Records shown:
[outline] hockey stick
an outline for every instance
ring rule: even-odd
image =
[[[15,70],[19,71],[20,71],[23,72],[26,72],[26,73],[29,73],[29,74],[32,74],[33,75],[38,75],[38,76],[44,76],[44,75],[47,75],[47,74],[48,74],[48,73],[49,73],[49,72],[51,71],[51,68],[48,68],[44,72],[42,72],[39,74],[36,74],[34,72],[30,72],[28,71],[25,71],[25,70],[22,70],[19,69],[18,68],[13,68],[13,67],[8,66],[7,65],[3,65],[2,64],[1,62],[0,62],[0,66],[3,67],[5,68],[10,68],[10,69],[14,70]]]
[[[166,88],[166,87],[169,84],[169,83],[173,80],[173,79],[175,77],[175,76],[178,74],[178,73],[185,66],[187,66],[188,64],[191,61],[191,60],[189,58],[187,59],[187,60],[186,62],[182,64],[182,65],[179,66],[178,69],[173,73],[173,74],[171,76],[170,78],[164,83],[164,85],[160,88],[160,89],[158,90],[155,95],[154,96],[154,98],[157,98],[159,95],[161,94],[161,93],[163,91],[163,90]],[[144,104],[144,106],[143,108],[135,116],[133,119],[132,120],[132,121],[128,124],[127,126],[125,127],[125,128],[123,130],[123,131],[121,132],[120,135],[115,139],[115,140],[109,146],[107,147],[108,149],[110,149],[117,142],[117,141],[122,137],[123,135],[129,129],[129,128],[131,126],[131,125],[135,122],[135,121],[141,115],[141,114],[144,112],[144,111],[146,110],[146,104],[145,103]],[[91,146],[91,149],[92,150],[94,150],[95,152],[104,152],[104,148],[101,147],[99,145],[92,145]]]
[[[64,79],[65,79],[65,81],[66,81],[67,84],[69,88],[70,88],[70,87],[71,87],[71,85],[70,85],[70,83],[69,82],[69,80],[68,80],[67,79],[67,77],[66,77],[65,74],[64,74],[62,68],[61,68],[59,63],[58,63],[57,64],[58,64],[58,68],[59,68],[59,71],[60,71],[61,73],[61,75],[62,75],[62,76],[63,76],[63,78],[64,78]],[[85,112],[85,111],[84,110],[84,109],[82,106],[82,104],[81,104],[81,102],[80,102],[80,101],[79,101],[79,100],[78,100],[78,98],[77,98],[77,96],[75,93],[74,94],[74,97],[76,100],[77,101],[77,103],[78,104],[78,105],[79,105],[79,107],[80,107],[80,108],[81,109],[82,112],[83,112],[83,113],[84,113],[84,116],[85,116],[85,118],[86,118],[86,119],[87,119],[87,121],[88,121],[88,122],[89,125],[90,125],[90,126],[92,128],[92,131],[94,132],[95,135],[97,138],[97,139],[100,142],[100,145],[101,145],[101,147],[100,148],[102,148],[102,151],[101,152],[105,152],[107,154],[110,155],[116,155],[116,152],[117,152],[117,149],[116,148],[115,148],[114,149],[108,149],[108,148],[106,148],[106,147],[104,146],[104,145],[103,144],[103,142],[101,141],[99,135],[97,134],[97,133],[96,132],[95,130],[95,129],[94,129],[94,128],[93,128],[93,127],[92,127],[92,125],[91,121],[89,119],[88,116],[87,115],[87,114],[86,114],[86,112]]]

Directions for this task: Exactly reproduce all of the entries above.

Task output:
[outline] hockey stick
an outline for every instance
ring rule: even-odd
image =
[[[15,70],[19,71],[20,71],[23,72],[26,72],[26,73],[29,73],[29,74],[32,74],[33,75],[38,75],[38,76],[44,76],[44,75],[47,75],[47,74],[48,74],[48,73],[49,73],[49,72],[51,71],[51,68],[48,68],[44,72],[42,72],[39,74],[36,74],[34,72],[30,72],[28,71],[25,71],[25,70],[22,70],[19,69],[18,68],[13,68],[13,67],[8,66],[7,65],[3,65],[2,64],[1,62],[0,62],[0,66],[3,67],[5,68],[10,68],[10,69],[14,70]]]
[[[166,88],[166,87],[169,84],[169,83],[173,80],[173,79],[175,77],[175,76],[178,74],[178,73],[185,66],[187,66],[188,64],[191,61],[191,60],[189,58],[187,59],[187,60],[186,62],[182,64],[182,65],[179,66],[178,69],[173,73],[173,74],[171,76],[170,78],[164,83],[164,85],[160,88],[160,89],[158,90],[155,95],[154,96],[154,98],[157,98],[159,95],[161,94],[161,93],[163,91],[163,90]],[[144,104],[144,106],[143,108],[135,116],[133,119],[132,120],[132,121],[128,124],[127,126],[125,127],[125,128],[123,130],[123,131],[121,132],[120,135],[115,139],[115,140],[109,146],[107,147],[108,149],[110,149],[117,142],[117,141],[122,137],[123,135],[129,129],[129,128],[131,126],[131,125],[135,122],[135,121],[141,115],[141,114],[144,112],[144,111],[146,110],[146,104],[145,103]],[[91,146],[91,149],[92,150],[94,150],[95,152],[104,152],[104,148],[101,147],[99,145],[92,145]]]
[[[64,79],[65,79],[65,81],[66,81],[67,84],[69,88],[70,88],[70,87],[71,87],[71,85],[70,85],[70,83],[69,82],[69,80],[68,80],[67,79],[67,77],[66,77],[65,74],[64,74],[62,68],[61,68],[59,63],[58,63],[57,64],[58,64],[58,68],[59,68],[59,71],[60,71],[61,73],[61,75],[62,75],[62,76],[63,76],[63,78],[64,78]],[[85,112],[85,111],[84,110],[84,109],[82,106],[82,104],[81,104],[81,102],[80,102],[80,101],[79,101],[79,100],[78,100],[78,98],[77,98],[77,96],[75,93],[74,94],[74,97],[76,100],[77,101],[77,103],[78,104],[78,105],[79,105],[79,107],[80,107],[80,108],[81,109],[82,112],[83,112],[83,113],[84,113],[84,116],[85,116],[85,118],[86,118],[86,119],[87,119],[87,121],[88,121],[88,122],[89,125],[90,125],[90,126],[92,128],[92,131],[94,132],[95,135],[97,138],[97,139],[100,142],[100,145],[101,145],[101,147],[100,148],[102,148],[102,151],[101,152],[105,152],[107,154],[110,155],[116,155],[116,152],[117,152],[117,149],[116,148],[115,148],[114,149],[108,149],[108,148],[106,148],[106,147],[104,146],[104,145],[103,144],[103,142],[101,141],[99,135],[97,134],[97,133],[96,132],[95,130],[95,129],[94,129],[94,128],[93,128],[93,127],[92,127],[92,125],[91,121],[89,119],[88,116],[87,115],[87,114],[86,114],[86,112]]]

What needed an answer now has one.